▶ **Task instructions**
The line containing "Target: pink swimsuit strap" marks where to begin; quote it and every line after it through the end of the data, exactly as written.

▶ **Material for this task**
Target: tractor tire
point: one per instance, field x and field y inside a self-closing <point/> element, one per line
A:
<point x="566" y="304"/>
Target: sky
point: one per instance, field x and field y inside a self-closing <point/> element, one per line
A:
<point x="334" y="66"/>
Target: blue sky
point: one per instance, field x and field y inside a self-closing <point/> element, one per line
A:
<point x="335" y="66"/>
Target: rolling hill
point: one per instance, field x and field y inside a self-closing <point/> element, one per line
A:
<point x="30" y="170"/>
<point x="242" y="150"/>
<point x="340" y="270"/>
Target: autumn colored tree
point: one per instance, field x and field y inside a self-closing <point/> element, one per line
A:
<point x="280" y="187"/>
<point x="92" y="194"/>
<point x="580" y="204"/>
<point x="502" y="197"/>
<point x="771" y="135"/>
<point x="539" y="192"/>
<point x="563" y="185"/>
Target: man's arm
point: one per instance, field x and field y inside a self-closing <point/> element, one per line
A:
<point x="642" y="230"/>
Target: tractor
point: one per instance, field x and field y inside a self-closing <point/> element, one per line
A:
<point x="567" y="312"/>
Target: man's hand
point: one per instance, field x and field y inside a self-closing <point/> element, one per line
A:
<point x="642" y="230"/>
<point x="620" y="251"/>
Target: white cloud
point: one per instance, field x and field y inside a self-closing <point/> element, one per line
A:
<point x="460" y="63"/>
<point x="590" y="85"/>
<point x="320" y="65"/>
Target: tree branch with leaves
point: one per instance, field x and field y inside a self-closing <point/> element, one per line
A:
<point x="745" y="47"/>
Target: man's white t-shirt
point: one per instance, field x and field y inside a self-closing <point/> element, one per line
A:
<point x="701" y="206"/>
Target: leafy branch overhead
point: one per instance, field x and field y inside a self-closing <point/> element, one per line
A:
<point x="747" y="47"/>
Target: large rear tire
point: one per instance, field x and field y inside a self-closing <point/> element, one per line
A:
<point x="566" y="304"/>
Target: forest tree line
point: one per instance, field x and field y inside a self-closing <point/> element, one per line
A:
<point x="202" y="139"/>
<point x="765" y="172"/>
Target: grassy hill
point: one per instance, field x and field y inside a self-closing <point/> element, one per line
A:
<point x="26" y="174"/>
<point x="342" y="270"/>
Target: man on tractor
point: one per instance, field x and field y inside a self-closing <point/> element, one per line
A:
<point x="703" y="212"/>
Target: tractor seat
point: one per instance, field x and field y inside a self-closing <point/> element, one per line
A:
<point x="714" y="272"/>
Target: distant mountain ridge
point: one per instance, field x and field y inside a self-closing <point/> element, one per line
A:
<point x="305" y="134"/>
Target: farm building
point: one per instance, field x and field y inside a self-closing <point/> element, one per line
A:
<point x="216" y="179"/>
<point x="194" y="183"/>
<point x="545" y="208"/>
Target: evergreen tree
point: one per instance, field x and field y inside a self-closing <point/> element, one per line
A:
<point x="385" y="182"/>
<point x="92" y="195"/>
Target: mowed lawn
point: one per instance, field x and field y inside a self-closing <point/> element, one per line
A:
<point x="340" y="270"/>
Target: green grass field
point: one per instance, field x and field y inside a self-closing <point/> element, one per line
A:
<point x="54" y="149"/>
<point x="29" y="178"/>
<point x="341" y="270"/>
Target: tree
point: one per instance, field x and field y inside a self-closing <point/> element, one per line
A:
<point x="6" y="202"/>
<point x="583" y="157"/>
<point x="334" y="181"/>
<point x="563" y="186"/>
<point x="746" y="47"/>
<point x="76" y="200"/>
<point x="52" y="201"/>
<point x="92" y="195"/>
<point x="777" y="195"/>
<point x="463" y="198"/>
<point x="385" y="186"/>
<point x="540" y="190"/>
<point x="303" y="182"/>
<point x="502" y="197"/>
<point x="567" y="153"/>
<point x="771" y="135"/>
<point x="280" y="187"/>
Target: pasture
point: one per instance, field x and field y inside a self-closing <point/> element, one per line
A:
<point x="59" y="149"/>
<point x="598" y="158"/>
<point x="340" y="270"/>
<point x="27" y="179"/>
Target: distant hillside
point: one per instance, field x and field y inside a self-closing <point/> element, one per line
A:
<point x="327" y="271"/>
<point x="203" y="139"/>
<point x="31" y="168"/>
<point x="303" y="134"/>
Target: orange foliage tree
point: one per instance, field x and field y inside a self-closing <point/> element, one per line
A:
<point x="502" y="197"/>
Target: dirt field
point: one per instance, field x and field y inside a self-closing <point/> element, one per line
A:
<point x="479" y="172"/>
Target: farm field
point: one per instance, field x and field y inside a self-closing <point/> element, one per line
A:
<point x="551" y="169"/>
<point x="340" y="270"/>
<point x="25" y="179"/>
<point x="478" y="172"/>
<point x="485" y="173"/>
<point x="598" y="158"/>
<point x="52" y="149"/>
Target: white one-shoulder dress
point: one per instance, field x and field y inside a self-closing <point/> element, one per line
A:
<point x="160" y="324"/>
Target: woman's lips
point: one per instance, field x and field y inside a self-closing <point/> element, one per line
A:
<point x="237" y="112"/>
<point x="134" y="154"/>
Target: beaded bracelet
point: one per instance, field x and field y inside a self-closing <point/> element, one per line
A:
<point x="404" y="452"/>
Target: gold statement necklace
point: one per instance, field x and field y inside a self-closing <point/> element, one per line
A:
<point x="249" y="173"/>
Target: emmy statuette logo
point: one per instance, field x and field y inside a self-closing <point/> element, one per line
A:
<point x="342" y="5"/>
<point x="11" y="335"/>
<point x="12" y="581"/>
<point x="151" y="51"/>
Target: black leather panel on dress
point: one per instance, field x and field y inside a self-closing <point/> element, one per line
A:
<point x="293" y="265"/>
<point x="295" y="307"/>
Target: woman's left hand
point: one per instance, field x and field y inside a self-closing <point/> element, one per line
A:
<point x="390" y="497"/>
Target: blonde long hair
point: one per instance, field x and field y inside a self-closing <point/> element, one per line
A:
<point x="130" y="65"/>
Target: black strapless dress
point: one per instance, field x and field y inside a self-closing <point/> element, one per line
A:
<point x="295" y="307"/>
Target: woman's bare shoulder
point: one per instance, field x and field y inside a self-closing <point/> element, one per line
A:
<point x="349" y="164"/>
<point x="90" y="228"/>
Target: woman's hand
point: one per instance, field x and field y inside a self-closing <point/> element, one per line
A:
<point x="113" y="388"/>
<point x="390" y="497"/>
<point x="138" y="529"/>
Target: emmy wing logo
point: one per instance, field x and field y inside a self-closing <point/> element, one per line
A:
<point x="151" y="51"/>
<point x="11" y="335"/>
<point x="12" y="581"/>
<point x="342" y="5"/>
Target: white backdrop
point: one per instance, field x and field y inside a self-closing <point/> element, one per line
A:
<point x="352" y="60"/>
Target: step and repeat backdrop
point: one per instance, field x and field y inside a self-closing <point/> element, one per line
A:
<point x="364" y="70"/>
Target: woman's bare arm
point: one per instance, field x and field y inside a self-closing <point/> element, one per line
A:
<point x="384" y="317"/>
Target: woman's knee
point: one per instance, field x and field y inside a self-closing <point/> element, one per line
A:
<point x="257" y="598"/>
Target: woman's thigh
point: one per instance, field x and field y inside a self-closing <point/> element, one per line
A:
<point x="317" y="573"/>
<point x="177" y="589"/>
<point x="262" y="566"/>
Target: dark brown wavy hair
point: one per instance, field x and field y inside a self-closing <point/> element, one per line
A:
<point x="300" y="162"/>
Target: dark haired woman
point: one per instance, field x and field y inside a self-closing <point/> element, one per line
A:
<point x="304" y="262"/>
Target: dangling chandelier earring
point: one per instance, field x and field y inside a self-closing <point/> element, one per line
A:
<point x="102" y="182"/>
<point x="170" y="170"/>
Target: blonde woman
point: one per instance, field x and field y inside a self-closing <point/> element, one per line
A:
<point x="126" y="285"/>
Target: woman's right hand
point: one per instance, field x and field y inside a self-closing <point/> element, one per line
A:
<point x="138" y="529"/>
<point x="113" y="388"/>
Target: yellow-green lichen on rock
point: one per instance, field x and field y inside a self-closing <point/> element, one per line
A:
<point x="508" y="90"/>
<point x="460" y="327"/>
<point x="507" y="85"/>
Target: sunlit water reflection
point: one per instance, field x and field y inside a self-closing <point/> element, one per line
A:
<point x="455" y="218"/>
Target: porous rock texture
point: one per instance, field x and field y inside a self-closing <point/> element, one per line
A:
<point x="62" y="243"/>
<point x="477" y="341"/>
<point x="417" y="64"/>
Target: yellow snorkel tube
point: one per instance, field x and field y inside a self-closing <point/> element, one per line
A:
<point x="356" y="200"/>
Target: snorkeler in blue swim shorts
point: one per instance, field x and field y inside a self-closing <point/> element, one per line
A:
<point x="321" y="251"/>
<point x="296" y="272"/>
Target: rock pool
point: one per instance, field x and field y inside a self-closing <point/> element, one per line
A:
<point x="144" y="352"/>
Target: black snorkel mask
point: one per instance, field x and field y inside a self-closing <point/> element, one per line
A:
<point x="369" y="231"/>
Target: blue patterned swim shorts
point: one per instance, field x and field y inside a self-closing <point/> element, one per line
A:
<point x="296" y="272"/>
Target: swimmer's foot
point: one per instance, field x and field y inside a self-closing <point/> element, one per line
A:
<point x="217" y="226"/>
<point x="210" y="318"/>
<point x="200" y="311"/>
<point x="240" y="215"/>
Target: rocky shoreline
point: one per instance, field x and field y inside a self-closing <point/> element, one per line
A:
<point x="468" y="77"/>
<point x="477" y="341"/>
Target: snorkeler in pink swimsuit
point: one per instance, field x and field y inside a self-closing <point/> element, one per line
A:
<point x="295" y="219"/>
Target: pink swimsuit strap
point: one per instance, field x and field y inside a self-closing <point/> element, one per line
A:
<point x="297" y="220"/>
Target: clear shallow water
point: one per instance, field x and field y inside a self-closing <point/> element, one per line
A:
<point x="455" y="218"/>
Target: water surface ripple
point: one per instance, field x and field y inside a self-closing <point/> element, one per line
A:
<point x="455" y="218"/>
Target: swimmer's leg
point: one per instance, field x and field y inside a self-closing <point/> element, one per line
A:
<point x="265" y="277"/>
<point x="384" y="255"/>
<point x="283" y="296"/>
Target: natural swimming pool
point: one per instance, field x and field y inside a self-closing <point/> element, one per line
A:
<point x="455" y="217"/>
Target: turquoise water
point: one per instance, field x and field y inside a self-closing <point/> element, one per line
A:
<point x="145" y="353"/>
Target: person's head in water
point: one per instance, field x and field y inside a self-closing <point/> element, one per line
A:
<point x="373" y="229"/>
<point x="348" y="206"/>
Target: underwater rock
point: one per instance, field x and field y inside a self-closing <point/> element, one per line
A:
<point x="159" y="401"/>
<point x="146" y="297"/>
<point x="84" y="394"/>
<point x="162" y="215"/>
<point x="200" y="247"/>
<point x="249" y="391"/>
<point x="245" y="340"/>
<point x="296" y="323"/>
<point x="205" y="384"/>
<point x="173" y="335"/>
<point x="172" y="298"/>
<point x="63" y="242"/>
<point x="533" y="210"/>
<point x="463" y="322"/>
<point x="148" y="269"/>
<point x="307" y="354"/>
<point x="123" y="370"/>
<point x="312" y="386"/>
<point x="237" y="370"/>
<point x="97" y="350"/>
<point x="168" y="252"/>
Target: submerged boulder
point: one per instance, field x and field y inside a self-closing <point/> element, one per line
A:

▶ **Solution**
Target: pink swimsuit strap
point: one per instance, field x and field y inside a self-closing <point/> element, one per line
A:
<point x="297" y="220"/>
Target: clear shallow water
point: one per instance, field x and field y inside a self-closing <point/> element, one per line
A:
<point x="455" y="218"/>
Target: water surface ripple
point: one per instance, field x and field y inside a self-closing <point/> element, one per line
A:
<point x="455" y="218"/>
Target: swimmer's leg
point: one per instance, field x and field y inside a self-closing <point/> element, one per line
A:
<point x="265" y="277"/>
<point x="384" y="255"/>
<point x="283" y="296"/>
Target: natural swimming pool
point: one per instance, field x and field y inside a self-closing <point/> element, one per line
A:
<point x="455" y="217"/>
Target: turquoise water
point: one per instance, field x and field y inside a self-closing <point/> element, one per line
A:
<point x="145" y="353"/>
Target: person's head in water
point: one per instance, field x and field y inside a self-closing <point/> element, one per line
A:
<point x="373" y="229"/>
<point x="348" y="206"/>
Target: underwater rock
point: one per instance, field x and field y inside a self-closing <point/> element, one per line
A:
<point x="159" y="401"/>
<point x="146" y="297"/>
<point x="84" y="394"/>
<point x="162" y="215"/>
<point x="200" y="247"/>
<point x="249" y="391"/>
<point x="245" y="340"/>
<point x="296" y="323"/>
<point x="205" y="384"/>
<point x="173" y="335"/>
<point x="172" y="298"/>
<point x="63" y="242"/>
<point x="533" y="210"/>
<point x="463" y="322"/>
<point x="148" y="269"/>
<point x="307" y="354"/>
<point x="123" y="370"/>
<point x="312" y="386"/>
<point x="237" y="370"/>
<point x="97" y="350"/>
<point x="168" y="252"/>
Target: submerged boulder
point: one per instance, field x and field y inside a self-closing <point/> element, one per line
A:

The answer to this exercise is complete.